### Action item
Here are some entries; quote each one exactly.

### Data for review
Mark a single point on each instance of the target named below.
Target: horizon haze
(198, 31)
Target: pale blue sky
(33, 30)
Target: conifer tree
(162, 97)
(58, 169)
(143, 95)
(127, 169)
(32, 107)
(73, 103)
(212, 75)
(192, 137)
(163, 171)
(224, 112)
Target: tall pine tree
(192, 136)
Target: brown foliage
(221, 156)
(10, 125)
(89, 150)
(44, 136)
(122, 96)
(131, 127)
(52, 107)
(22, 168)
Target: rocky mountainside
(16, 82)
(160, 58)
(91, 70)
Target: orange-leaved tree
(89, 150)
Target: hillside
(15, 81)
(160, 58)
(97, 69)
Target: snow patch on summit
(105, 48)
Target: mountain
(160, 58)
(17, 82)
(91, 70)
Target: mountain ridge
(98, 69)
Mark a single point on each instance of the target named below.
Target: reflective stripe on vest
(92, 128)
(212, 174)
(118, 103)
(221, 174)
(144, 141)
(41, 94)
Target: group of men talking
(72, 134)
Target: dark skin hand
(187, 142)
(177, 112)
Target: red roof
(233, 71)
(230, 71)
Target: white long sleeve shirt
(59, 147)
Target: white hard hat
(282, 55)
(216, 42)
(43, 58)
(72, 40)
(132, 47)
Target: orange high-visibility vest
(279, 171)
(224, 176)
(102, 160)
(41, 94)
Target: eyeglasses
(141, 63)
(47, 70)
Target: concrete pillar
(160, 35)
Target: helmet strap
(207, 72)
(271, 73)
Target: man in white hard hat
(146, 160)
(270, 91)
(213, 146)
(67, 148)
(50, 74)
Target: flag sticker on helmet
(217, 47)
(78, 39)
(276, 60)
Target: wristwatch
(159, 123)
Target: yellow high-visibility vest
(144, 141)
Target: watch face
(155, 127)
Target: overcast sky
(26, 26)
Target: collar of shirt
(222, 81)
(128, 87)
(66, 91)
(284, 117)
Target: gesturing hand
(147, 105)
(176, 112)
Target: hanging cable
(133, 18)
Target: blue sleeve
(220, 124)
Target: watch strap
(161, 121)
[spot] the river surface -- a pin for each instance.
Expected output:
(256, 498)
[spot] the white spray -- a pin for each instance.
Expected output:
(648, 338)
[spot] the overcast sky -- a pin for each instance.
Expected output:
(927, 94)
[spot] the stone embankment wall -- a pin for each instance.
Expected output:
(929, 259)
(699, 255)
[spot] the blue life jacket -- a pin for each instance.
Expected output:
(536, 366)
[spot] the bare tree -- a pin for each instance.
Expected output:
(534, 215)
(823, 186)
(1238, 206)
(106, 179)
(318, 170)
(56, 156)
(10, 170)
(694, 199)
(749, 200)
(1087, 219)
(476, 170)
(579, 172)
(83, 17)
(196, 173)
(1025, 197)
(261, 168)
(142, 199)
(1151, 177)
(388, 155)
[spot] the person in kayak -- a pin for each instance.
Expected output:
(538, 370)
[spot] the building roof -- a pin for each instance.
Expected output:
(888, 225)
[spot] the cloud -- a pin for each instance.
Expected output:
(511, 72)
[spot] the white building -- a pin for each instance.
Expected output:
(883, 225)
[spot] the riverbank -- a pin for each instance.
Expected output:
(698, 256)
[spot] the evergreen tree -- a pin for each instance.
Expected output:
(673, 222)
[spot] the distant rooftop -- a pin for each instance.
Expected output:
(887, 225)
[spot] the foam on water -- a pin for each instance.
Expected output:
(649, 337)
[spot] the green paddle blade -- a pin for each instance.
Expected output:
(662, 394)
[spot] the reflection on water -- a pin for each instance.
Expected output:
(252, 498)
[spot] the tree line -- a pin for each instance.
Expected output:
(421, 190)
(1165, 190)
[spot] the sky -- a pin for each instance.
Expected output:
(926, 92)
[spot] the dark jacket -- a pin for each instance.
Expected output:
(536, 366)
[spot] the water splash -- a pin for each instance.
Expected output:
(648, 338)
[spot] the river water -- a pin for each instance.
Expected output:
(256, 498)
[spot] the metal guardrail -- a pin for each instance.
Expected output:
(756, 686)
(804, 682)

### Written answer
Mark a single point on each instance of the target named below.
Target: horizon haze
(198, 31)
Target: pale blue sky
(33, 30)
Target: conifer tree
(162, 97)
(58, 169)
(143, 95)
(127, 169)
(32, 107)
(73, 103)
(212, 75)
(192, 137)
(163, 171)
(224, 112)
Target: tall pine tree
(192, 136)
Target: brown foliage
(221, 156)
(10, 125)
(89, 150)
(44, 136)
(122, 96)
(131, 127)
(52, 107)
(22, 168)
Target: rocky mountainside
(16, 82)
(160, 58)
(91, 70)
Target: orange-leaved tree
(89, 150)
Target: hillside
(15, 81)
(160, 58)
(97, 69)
Target: snow patch on summit
(105, 48)
Target: mountain
(160, 58)
(17, 82)
(91, 70)
Target: mountain ridge
(98, 69)
Mark a single point on each instance of the target named below.
Target: reflective stripe on vest
(92, 128)
(212, 174)
(118, 103)
(221, 174)
(144, 141)
(41, 94)
Target: group of men talking
(72, 134)
Target: dark skin hand
(187, 142)
(177, 112)
Target: red roof
(233, 71)
(230, 71)
Target: white long sleeve shirt
(59, 147)
Target: white hard hat
(282, 55)
(216, 42)
(43, 58)
(72, 40)
(132, 47)
Target: orange high-visibility vest
(279, 171)
(224, 176)
(102, 160)
(41, 94)
Target: eyeglasses
(141, 63)
(47, 70)
Target: concrete pillar
(160, 35)
Target: helmet strap
(207, 72)
(271, 73)
Target: man in white hard hat
(146, 160)
(270, 91)
(213, 146)
(67, 148)
(50, 74)
Target: flag sticker on helmet
(217, 47)
(78, 39)
(276, 60)
Target: wristwatch
(159, 123)
Target: yellow high-visibility vest
(144, 141)
Target: watch face
(155, 127)
Target: overcast sky
(26, 26)
Target: collar of shirt
(222, 81)
(128, 87)
(66, 91)
(284, 117)
Target: gesturing hand
(147, 105)
(176, 112)
Target: hanging cable
(133, 18)
Target: blue sleeve
(220, 124)
Target: watch strap
(161, 121)
[spot] the river surface -- a pin for each instance.
Expected output:
(256, 498)
[spot] the white spray -- a pin for each instance.
Expected output:
(648, 338)
[spot] the overcast sky -- a pin for each instance.
Expected output:
(927, 94)
[spot] the stone embankment wall -- a pin for each instance.
Expected output:
(929, 259)
(699, 255)
[spot] the blue life jacket -- a pin for each instance.
Expected output:
(536, 366)
[spot] the bare tree -- a pin for each instance.
Expected output:
(534, 215)
(823, 186)
(1238, 206)
(106, 179)
(318, 170)
(56, 156)
(10, 170)
(694, 199)
(749, 200)
(1087, 219)
(476, 170)
(579, 172)
(83, 17)
(196, 173)
(1025, 197)
(261, 168)
(142, 199)
(1151, 177)
(388, 155)
[spot] the person in kayak -- a pin for each instance.
Expected output:
(538, 370)
[spot] the building roof -- a pin for each instance.
Expected output:
(888, 225)
[spot] the cloud -- a pin for each instance.
Expected output:
(511, 72)
[spot] the white building -- a pin for each instance.
Expected output:
(883, 225)
[spot] the riverbank -- a pin for each instance.
Expected output:
(698, 256)
[spot] the evergreen tree -- a pin for each instance.
Expected output:
(673, 222)
[spot] the distant rooftop -- a pin for each instance.
Expected output:
(887, 225)
[spot] the foam on water -- a pin for each instance.
Expected output:
(649, 337)
[spot] the green paddle blade -- a pin for each instance.
Expected output:
(662, 394)
[spot] the reflection on water -- a pin for each instance.
Expected output:
(252, 498)
[spot] the tree line -- a pin for each instance.
Expected output:
(421, 190)
(1165, 190)
[spot] the sky -- a pin for each instance.
Expected output:
(926, 92)
[spot] the dark jacket -- a pin for each instance.
Expected output:
(536, 366)
[spot] the water splash -- a pin for each instance.
Expected output:
(648, 338)
[spot] the river water -- a pin for each instance.
Expected output:
(256, 498)
[spot] the metal guardrail -- a pin for each instance.
Expected output:
(756, 686)
(804, 682)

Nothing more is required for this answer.